PROMPT
List each line in the data below that contains the string "white".

begin SUPPLIED DATA

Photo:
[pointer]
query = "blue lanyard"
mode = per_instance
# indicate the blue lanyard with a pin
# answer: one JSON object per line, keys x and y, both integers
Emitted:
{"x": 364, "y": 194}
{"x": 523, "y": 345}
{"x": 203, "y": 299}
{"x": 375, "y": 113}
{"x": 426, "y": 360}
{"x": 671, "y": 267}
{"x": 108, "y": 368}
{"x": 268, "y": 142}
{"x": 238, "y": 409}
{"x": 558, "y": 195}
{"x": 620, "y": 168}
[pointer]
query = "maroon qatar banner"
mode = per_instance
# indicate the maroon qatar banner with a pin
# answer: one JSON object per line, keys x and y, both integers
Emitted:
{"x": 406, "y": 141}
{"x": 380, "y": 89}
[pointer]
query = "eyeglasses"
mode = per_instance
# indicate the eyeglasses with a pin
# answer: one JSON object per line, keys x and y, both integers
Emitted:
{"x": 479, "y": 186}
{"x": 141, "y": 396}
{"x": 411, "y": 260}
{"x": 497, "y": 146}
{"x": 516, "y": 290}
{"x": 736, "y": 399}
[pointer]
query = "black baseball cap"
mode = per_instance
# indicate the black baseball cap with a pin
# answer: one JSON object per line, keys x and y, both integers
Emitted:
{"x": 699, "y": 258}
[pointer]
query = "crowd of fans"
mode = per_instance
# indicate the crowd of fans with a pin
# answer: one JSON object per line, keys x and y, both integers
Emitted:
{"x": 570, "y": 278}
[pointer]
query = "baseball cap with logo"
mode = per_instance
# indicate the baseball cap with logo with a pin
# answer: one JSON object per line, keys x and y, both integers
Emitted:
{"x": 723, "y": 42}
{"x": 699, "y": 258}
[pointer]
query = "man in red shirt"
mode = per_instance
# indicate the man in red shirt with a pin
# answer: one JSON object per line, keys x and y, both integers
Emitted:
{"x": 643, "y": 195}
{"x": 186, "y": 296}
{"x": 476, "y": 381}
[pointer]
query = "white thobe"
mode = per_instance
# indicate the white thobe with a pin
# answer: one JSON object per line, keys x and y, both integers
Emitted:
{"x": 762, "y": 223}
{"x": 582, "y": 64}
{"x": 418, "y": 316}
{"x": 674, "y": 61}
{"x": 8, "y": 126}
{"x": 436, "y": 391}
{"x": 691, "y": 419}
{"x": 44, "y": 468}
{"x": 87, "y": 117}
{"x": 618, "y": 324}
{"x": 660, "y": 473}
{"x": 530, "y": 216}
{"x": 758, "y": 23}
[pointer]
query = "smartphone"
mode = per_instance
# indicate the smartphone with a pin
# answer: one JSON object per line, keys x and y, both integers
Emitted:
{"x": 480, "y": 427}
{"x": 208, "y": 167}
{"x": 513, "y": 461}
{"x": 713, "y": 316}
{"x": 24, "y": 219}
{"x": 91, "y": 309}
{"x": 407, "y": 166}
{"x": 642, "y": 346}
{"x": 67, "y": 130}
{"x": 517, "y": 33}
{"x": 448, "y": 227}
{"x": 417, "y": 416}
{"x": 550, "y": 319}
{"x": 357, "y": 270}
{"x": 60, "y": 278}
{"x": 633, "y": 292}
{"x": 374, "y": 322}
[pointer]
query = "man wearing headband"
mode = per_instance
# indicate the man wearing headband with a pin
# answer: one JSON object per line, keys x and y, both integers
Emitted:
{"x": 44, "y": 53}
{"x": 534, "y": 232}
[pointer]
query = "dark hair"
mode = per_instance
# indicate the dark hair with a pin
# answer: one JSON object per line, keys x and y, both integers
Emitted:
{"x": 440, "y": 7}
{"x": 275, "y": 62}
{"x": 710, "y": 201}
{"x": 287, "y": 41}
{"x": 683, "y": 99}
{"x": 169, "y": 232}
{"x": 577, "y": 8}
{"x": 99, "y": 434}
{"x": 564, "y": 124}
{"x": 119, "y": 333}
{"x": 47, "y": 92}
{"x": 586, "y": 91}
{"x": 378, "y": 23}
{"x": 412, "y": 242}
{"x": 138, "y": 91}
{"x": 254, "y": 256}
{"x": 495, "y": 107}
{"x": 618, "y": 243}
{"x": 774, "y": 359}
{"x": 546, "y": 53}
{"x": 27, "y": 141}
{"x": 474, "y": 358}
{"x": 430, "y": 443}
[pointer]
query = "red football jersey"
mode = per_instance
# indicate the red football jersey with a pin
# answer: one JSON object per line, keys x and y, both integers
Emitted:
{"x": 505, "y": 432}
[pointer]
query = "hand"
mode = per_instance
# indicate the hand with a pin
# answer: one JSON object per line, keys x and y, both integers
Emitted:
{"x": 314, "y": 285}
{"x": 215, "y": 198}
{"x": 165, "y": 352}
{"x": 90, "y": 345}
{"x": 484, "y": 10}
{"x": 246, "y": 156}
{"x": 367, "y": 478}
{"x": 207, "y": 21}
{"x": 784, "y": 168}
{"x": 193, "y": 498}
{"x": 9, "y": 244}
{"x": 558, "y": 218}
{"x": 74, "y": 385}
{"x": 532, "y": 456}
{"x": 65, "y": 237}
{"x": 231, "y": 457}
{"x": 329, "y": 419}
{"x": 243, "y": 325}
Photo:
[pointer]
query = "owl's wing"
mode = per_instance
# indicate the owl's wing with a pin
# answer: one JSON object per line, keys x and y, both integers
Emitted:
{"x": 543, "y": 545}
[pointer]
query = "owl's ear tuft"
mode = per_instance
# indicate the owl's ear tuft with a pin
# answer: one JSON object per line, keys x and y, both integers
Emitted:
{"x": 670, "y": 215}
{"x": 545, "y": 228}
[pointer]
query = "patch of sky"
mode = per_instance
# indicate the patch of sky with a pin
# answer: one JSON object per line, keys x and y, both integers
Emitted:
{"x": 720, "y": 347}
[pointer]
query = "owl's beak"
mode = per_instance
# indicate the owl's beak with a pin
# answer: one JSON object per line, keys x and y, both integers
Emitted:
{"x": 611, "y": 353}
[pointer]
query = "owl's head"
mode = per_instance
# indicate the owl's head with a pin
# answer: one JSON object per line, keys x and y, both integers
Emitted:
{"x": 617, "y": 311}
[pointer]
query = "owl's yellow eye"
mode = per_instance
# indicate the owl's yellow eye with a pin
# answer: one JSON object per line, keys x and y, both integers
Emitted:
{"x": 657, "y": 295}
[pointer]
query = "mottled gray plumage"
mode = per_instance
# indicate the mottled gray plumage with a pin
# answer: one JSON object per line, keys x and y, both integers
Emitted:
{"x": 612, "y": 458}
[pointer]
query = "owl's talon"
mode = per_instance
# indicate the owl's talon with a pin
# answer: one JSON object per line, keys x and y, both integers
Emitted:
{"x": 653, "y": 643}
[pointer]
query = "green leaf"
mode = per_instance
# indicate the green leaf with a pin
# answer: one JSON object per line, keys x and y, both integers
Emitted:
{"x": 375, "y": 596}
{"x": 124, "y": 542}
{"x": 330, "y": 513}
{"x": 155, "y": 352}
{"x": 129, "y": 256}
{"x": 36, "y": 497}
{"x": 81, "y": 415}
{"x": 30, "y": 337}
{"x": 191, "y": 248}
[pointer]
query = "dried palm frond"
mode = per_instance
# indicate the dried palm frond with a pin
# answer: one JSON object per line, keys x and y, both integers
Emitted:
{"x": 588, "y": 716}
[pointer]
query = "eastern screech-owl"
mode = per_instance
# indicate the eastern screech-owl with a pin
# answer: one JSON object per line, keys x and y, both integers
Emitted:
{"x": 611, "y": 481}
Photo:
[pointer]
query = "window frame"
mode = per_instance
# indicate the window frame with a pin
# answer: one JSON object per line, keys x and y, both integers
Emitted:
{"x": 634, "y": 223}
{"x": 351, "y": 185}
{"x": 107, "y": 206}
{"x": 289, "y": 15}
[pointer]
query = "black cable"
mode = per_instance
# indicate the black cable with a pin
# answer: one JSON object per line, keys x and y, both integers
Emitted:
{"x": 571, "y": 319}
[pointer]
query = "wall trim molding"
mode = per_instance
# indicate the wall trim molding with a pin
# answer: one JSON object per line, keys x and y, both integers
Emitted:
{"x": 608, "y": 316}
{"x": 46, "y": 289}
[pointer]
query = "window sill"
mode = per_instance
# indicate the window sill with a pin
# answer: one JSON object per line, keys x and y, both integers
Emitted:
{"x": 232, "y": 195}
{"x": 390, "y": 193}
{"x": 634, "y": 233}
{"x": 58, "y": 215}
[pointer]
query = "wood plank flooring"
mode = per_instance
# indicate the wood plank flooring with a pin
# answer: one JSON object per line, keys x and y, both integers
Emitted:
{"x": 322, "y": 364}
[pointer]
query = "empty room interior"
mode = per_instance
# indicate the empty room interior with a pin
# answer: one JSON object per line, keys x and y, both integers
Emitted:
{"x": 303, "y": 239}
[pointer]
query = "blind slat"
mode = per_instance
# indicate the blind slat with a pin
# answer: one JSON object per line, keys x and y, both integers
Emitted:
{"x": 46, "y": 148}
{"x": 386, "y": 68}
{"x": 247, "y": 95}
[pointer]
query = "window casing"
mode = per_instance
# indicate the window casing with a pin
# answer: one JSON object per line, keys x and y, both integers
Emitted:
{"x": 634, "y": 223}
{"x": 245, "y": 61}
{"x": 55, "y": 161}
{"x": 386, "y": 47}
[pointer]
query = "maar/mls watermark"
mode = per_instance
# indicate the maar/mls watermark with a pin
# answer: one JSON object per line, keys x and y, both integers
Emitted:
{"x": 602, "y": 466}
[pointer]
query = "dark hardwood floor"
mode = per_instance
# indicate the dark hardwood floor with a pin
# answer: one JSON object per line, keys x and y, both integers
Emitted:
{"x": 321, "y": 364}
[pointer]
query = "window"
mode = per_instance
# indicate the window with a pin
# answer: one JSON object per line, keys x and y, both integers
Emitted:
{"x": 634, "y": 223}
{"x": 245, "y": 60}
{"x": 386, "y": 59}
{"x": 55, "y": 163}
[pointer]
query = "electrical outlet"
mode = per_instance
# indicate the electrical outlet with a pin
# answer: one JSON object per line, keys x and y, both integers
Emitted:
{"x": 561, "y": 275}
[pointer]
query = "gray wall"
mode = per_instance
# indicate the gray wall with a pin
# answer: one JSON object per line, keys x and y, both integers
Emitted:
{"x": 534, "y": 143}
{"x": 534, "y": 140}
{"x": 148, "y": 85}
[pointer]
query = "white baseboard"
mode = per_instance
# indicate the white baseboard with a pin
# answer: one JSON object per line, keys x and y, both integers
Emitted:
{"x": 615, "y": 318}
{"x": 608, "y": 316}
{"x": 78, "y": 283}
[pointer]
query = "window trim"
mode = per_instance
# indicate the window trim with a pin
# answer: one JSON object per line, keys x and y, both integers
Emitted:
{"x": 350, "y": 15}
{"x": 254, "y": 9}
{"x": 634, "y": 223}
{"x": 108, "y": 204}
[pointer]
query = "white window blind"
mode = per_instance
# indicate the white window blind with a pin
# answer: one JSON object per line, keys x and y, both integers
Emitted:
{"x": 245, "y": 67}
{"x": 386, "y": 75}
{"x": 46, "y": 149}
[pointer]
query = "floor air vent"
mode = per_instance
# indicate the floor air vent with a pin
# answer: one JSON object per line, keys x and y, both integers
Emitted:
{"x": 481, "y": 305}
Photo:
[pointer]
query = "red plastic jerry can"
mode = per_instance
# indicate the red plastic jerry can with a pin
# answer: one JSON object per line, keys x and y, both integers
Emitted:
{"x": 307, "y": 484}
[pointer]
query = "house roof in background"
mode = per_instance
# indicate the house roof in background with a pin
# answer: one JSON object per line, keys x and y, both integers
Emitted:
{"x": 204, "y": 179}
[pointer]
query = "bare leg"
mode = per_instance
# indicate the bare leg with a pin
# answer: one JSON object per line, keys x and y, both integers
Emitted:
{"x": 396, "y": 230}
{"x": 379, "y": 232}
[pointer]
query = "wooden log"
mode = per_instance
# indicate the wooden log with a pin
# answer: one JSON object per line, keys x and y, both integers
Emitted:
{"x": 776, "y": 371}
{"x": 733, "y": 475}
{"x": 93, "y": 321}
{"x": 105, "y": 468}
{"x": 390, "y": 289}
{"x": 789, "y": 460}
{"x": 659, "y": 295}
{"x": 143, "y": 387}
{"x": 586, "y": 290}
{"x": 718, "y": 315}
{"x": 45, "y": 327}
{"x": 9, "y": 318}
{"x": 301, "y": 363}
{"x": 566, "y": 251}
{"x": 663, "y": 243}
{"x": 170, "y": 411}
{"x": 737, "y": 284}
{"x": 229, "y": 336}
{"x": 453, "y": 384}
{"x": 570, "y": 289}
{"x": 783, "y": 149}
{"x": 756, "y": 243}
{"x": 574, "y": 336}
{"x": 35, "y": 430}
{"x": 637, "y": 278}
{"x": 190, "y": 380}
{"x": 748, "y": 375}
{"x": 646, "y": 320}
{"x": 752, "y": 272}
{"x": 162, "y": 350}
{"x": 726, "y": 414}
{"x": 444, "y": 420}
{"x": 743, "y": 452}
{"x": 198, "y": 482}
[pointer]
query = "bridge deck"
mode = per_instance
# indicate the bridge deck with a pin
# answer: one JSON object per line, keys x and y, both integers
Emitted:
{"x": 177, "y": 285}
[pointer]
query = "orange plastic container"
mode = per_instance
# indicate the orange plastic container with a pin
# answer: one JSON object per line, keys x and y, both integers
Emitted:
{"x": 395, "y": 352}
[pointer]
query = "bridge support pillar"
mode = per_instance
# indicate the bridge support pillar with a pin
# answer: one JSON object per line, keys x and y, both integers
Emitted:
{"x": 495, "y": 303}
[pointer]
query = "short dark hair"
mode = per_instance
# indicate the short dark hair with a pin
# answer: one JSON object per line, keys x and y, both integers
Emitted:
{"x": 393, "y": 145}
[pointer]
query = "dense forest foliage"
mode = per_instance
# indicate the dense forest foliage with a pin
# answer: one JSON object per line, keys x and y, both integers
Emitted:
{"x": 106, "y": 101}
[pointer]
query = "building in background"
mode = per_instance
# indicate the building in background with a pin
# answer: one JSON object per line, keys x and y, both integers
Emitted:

end SUPPLIED DATA

WRITTEN ANSWER
query = "white thobe"
# indicate the white thobe with a pin
query = "white baseboard"
# indicate the white baseboard with a pin
query = "white window blind"
# indicate the white window blind with a pin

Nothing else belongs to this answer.